Consigna:
Responde, por favor, estas preguntas con lo que dice el fragmento:
1. En el ejercicio de la preparatoria, ¿qué se pide describir a los estudiantes?
2. ¿Qué hacen, por lo general, más de la mitad de los chicos?
3. Además de la disquisición sobre el machismo, ¿sobre qué aporta una reflexión la anécdota?

Fragmento de página:
•••

Escribe: Alberto Morales
El célebre y tal vez último anarquista existente hoy, David Graeber, refiere un ejercicio popularizado en la preparatoria de los Estados Unidos: se pide a los estudiantes que describan cómo sería un día de sus vidas si se hubiesen transformado (solo por ese día) en alguien del sexo opuesto. Explica que los resultados son “asombrosamente uniformes”. Las chicas tienden a escribir largos ensayos, muy detallados, que “claramente muestran que han pasado mucho tiempo pensando en el tema”, mientras que, por lo general, más de la mitad de los chicos se niegan a escribir el ensayo completo y expresan que no tienen ni idea y que les molesta profundamente tener que pensar en ello.
La anécdota le permite a Graeber hacer una larga disquisición sobre el machismo y el desprecio que se tiene desde una posición de “poder” a imaginar cualquier cosa, pero sirve también para aportar una reflexión sobre el inusitado crecimiento de la estupidez en el mundo contemporáneo.

•••

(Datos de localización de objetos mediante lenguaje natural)
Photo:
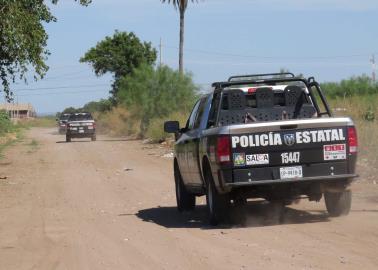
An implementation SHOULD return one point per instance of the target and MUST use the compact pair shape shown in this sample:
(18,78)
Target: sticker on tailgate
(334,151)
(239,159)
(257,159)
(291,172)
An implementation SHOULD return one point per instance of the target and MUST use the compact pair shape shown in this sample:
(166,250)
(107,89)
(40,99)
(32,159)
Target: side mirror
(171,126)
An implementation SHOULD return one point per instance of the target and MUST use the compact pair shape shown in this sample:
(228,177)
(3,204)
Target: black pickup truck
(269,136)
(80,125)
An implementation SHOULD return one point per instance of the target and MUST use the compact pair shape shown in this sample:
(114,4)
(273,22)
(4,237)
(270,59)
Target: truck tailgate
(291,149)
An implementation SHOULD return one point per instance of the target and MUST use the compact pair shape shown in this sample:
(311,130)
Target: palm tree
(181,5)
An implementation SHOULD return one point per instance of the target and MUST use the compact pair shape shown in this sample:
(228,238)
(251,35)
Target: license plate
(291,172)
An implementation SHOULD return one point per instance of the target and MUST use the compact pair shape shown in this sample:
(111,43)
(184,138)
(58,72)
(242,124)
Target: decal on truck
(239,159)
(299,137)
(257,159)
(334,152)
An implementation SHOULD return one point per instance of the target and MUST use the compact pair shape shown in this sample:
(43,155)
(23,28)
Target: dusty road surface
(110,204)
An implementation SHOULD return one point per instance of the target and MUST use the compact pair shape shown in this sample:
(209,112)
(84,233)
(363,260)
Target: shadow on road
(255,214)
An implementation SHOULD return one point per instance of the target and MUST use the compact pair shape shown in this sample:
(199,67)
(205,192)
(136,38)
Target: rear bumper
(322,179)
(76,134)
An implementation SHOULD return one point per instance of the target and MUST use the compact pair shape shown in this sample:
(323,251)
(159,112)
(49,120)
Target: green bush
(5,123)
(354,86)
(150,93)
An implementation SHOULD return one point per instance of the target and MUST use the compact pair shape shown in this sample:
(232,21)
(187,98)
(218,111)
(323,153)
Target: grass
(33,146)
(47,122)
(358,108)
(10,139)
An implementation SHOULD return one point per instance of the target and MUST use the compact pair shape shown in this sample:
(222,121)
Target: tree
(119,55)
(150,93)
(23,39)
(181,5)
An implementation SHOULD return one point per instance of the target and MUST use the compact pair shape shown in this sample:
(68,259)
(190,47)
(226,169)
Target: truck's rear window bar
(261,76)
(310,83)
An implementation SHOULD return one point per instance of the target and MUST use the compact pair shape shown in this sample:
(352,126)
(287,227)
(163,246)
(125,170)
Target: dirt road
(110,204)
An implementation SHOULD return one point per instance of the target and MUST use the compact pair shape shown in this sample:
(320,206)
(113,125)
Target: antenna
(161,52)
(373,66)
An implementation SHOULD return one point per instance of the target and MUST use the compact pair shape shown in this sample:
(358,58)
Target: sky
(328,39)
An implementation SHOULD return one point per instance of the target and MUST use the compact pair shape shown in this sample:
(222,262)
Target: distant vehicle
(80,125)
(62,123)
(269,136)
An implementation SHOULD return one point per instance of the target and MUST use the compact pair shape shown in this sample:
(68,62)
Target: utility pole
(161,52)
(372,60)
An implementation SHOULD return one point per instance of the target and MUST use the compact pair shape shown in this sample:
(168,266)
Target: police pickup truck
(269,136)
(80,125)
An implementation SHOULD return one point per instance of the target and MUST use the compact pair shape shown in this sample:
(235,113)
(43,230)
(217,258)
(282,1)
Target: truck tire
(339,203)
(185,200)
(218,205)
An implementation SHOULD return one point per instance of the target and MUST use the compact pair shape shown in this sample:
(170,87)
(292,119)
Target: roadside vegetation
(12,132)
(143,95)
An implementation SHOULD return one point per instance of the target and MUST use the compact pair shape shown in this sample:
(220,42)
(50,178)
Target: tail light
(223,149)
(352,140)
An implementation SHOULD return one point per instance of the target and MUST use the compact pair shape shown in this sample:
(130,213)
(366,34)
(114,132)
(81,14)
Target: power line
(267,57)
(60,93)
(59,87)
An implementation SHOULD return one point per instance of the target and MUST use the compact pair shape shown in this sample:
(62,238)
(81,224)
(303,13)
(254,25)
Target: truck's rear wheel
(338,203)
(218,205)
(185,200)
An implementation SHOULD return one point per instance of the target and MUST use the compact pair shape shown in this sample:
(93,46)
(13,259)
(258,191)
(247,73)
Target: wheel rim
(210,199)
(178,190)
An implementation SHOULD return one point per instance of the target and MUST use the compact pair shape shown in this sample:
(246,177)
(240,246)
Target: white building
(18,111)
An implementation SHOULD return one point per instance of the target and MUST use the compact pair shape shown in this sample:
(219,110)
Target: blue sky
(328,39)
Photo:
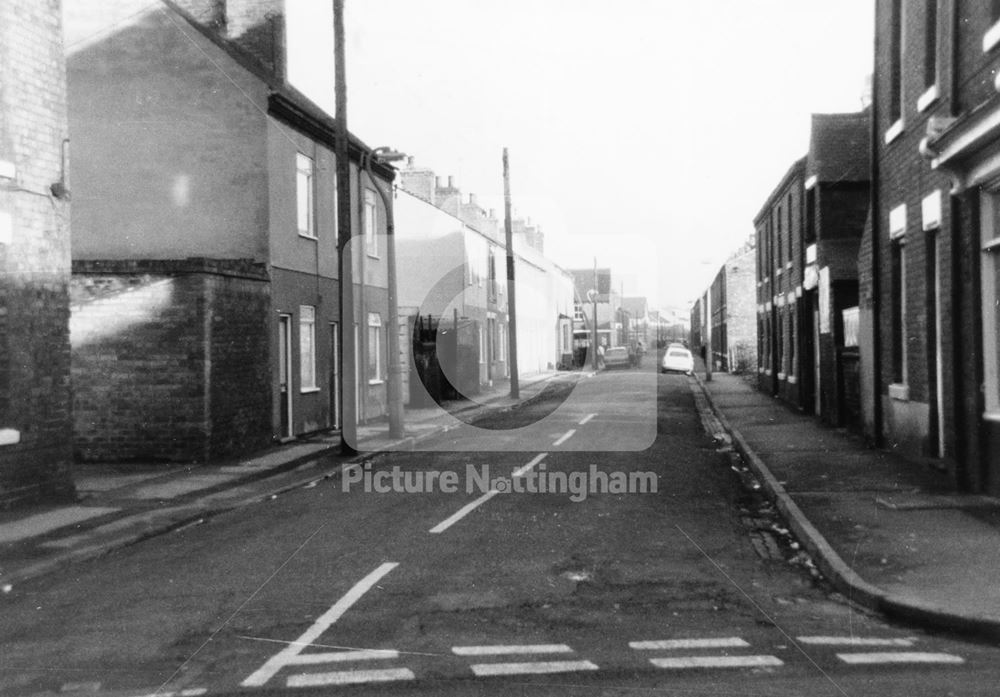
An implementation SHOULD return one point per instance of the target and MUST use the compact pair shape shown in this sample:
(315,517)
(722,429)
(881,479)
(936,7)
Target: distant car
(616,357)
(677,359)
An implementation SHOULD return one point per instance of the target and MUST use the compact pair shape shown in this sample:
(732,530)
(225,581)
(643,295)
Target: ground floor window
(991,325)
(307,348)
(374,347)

•••

Respuesta:
1. Cómo sería un día de sus vidas si se hubiesen transformado, solo por ese día, en alguien del sexo opuesto.
2. Se niegan a escribir el ensayo completo y expresan que no tienen ni idea y que les molesta profundamente tener que pensar en ello.
3. Sobre el inusitado crecimiento de la estupidez en el mundo contemporáneo.